■ Task goal ■
Pick up the piece on Kaspersky's TDSSKiller below and keep writing it from the point where it stops.

■ Given text ■
Rootkits are the ultimate in stealthy malware, burying themselves so deep into your system that they’re often very hard to spot. If you’re unlucky enough to encounter one then your antivirus package might detect it, but there are no guarantees, and so it may be wise to equip your PC with a second line of defence in Kaspersky’s TDSSKiller.
As the name suggests, TDSSKiller is designed to target a few, specific threats (TDSS, Sinowal, Whistler, Phanta, Trup, Stoned). These can be very dangerous, though, so having another way to pick them up isn’t going to hurt. And the program can also detect hidden services, forged files, MBR changes and other suspicious signs that could indicate infection by a brand new rootkit.
TDSSKiller is very easy to use. There’s no need to install anything, no jargon to master – just launch the program, click Start Scan, and wait. You won’t even be doing that for long, because TDSSKiller checks only the most likely areas of infection, your services and drivers, and so returned its verdict in only 14 seconds on our test PC.

■ Excerpted data ■
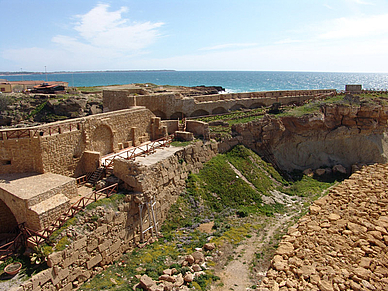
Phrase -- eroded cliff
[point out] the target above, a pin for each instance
(337, 134)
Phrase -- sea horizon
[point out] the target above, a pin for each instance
(232, 81)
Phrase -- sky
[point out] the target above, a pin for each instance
(200, 35)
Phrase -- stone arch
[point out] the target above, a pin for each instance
(199, 112)
(102, 140)
(8, 220)
(160, 114)
(219, 110)
(256, 105)
(237, 107)
(177, 115)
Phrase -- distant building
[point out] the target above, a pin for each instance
(353, 88)
(5, 87)
(24, 86)
(47, 88)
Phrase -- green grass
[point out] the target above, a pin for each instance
(214, 194)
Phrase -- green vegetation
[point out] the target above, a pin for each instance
(215, 194)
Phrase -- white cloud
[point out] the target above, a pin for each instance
(364, 26)
(288, 40)
(228, 45)
(361, 2)
(102, 28)
(102, 38)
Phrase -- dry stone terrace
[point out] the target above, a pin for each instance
(172, 105)
(342, 243)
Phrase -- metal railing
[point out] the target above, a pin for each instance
(38, 237)
(134, 152)
(42, 130)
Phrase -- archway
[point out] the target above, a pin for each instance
(178, 115)
(160, 114)
(219, 110)
(256, 105)
(8, 221)
(199, 112)
(102, 140)
(237, 107)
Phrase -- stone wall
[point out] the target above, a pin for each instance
(340, 244)
(119, 231)
(164, 180)
(84, 257)
(37, 200)
(198, 128)
(7, 219)
(20, 155)
(174, 106)
(58, 147)
(339, 134)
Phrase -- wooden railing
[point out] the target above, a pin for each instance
(38, 237)
(42, 130)
(134, 152)
(9, 248)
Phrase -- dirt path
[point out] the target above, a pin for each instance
(239, 274)
(244, 268)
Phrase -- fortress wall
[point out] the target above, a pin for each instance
(20, 155)
(7, 219)
(116, 100)
(340, 134)
(165, 179)
(119, 231)
(172, 125)
(62, 151)
(173, 106)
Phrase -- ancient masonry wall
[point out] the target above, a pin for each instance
(165, 180)
(174, 106)
(342, 243)
(120, 230)
(58, 147)
(20, 156)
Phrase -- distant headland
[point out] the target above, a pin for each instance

■ Response to the exercise ■
Of course this extreme speed could raise some questions about the program’s thoroughness, and exactly how much it might miss. And certainly TDSSKiller isn’t going to replace specialist antirootkit tools like GMER any time soon. It proved good enough to spot a malware sample on our test PC, though, and the very quick scan times mean you’ll have no problems running it on a regular basis. (The program even supports command line options that might allow you to script its actions, running it at boot time or on other system events.)
It’s important not to lose sight of the potential dangers involved in any kind of rootkit removal, though, even with tools as simple as this one: deleting or quarantining a driver can leave your PC disabled, perhaps unbootable. And so if TDSSKiller highlights a particular file, then head off to your favourite search engine to find out more about it before you take any action.